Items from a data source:
━━━━━━━━━━━━━━━━━━━━
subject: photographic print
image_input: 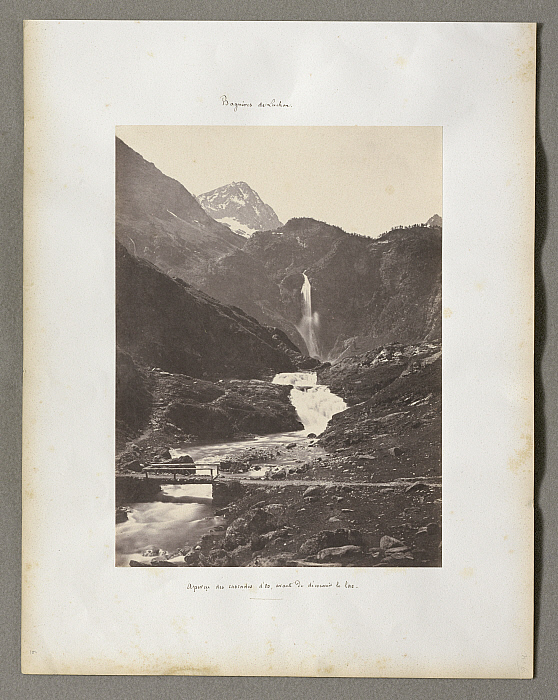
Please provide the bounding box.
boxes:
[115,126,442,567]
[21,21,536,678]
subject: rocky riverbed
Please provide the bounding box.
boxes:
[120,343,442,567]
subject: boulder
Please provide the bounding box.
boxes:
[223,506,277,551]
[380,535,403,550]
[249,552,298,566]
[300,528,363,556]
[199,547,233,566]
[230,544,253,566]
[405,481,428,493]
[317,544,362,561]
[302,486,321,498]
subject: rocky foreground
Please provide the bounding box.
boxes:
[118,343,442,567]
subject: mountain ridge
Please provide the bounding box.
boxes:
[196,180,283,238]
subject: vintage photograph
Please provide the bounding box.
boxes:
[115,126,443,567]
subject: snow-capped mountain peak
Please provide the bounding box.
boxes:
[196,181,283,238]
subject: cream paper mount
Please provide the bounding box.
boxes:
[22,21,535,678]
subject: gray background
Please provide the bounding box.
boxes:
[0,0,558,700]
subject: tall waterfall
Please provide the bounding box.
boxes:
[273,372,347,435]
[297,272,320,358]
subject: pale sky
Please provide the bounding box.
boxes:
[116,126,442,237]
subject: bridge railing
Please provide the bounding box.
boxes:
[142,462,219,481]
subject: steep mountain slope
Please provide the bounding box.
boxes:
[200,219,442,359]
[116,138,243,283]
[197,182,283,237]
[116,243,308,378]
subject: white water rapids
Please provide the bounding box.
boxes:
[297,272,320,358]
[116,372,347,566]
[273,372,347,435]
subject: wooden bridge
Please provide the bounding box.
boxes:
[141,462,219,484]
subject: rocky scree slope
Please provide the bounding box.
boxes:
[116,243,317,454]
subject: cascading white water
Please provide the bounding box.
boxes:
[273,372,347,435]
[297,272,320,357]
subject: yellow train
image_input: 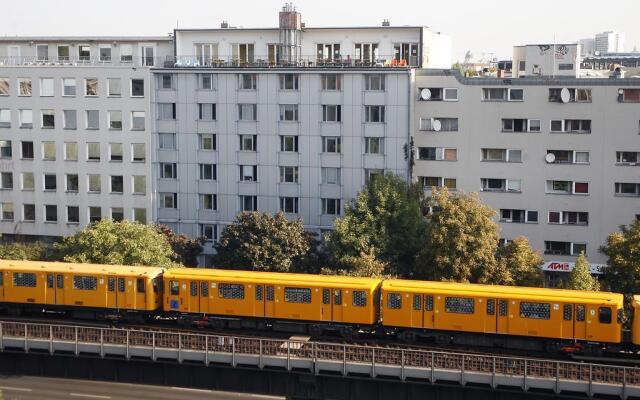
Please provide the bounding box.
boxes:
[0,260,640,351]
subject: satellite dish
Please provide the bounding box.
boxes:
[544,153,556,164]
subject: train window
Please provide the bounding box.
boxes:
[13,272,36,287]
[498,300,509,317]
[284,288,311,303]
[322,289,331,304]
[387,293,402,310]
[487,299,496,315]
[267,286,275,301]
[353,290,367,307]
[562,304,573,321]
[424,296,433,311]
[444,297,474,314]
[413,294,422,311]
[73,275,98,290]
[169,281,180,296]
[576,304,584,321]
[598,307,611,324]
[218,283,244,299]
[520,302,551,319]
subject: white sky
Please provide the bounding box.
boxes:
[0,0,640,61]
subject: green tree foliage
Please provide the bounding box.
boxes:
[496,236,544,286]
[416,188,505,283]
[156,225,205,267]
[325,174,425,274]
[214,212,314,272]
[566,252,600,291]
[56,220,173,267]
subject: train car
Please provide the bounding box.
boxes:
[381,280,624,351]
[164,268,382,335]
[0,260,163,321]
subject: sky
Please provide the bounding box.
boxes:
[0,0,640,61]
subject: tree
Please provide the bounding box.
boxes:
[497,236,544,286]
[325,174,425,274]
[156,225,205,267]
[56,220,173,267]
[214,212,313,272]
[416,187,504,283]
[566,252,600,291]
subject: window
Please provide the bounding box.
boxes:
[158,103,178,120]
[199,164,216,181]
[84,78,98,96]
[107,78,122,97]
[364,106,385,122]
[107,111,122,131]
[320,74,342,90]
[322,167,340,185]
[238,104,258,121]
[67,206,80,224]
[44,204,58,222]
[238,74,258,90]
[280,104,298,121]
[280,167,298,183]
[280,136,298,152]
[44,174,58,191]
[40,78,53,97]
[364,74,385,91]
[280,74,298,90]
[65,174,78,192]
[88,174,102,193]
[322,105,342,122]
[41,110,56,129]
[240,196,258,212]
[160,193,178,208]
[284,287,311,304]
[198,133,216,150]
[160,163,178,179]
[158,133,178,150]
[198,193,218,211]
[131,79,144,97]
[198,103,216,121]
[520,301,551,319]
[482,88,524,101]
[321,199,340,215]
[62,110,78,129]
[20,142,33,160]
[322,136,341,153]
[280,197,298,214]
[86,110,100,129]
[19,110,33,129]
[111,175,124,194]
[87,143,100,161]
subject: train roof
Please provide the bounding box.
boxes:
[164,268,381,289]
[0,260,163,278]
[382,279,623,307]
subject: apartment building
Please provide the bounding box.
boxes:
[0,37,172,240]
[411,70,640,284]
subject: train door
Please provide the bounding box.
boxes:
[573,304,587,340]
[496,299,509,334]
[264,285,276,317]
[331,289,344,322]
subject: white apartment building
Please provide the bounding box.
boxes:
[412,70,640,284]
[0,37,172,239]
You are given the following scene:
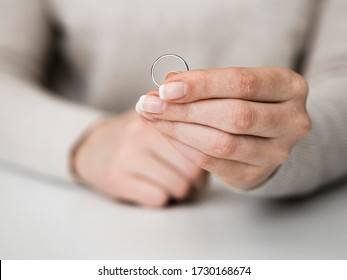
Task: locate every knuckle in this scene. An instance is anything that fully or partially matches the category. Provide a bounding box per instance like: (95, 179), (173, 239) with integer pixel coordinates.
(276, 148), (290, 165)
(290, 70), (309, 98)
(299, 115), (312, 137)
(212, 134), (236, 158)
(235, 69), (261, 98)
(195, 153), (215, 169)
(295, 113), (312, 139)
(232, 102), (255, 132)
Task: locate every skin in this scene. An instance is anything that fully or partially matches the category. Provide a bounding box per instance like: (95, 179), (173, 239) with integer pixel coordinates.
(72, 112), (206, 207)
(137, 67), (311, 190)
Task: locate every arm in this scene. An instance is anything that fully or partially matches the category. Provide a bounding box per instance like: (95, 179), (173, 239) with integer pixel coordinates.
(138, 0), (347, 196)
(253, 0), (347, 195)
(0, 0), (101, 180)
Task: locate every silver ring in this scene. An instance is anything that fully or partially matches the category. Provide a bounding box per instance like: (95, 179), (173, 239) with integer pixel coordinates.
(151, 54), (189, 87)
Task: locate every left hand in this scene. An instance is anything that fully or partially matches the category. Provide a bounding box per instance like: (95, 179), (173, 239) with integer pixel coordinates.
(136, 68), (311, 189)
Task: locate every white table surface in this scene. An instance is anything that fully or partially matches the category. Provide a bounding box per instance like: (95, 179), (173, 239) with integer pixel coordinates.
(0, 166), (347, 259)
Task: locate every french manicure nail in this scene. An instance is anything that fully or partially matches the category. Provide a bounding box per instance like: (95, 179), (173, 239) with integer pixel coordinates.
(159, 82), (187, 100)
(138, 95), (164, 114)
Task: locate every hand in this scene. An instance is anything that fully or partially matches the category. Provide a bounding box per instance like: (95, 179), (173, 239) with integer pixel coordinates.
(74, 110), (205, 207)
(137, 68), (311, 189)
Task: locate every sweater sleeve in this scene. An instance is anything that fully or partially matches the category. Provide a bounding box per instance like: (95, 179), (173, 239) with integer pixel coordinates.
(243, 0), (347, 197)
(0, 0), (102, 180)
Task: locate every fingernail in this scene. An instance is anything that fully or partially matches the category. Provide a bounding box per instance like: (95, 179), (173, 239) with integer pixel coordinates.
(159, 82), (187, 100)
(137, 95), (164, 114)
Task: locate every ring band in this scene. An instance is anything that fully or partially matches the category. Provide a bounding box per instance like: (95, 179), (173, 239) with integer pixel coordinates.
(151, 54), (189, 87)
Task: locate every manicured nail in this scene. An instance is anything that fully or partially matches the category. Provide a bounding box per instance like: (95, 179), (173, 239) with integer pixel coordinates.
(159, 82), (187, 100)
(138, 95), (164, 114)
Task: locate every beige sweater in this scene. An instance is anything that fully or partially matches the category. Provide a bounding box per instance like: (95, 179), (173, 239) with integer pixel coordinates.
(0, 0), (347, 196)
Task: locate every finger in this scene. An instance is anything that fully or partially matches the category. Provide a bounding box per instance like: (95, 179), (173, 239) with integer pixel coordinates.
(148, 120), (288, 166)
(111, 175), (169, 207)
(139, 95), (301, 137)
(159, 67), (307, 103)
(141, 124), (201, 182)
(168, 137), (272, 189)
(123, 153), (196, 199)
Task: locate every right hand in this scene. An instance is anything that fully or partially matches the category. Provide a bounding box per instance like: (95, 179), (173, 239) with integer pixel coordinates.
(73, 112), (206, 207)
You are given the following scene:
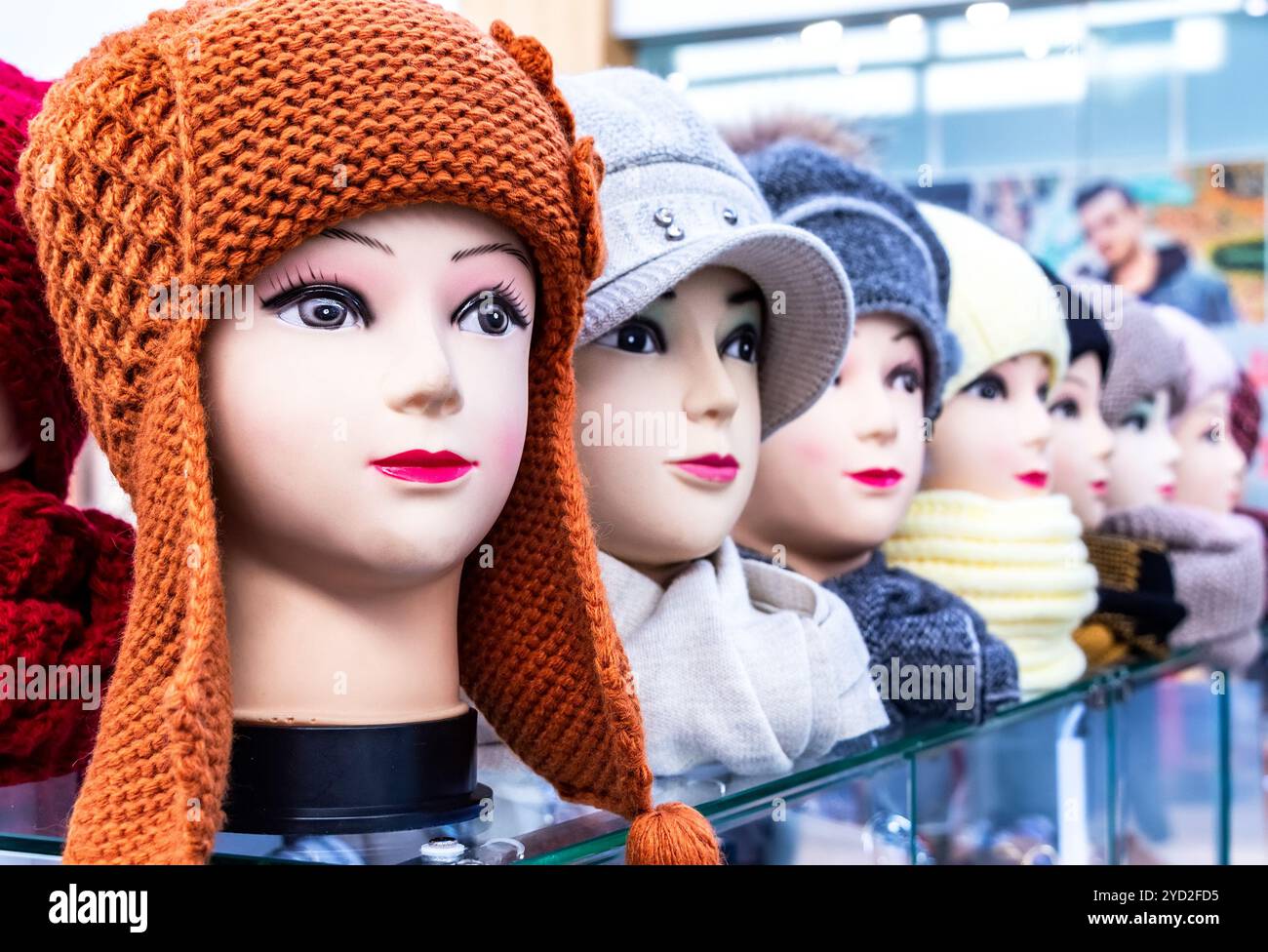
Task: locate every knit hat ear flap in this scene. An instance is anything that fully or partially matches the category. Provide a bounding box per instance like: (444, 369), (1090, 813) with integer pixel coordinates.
━━━━━━━━━━━━━━━━━━━━
▶ _INSTRUCTIONS FOR THE TASK_
Repeat the lines starting with the line that contains "subject: train roof" and going on through the line that contains "(137, 67), (311, 190)", with both of those lines included. Leave the pictures out of your answer.

▶ _THE REPLY_
subject: train roof
Please provide the bounding box.
boxes:
[164,268,381,289]
[0,260,163,278]
[382,279,623,307]
subject: apartment building
Please provide the bounding box.
boxes:
[0,37,172,240]
[411,70,640,284]
subject: train door
Please provide the bounding box.
boxes:
[573,304,587,340]
[496,299,509,334]
[264,285,276,317]
[331,289,344,322]
subject: white apartment building
Please provide the bounding box.
boxes:
[412,70,640,284]
[0,37,172,239]
You are given the following scene:
Task: locate every knuckle in this scene. An instance is anything that fully or partially matches the category. Provide a bounding box per instance like: (95, 179), (173, 239) with integer pixel coordinates.
(276, 148), (290, 165)
(290, 70), (309, 98)
(299, 115), (312, 137)
(212, 134), (236, 158)
(235, 69), (261, 98)
(195, 153), (215, 169)
(295, 113), (312, 139)
(232, 102), (255, 132)
Task: locate every skin in this scene. An instance is anything that fully or partially matches the category. Provide a bounding box per instance like: (95, 179), (173, 239) with integer pixel coordinates.
(72, 112), (206, 207)
(137, 67), (311, 190)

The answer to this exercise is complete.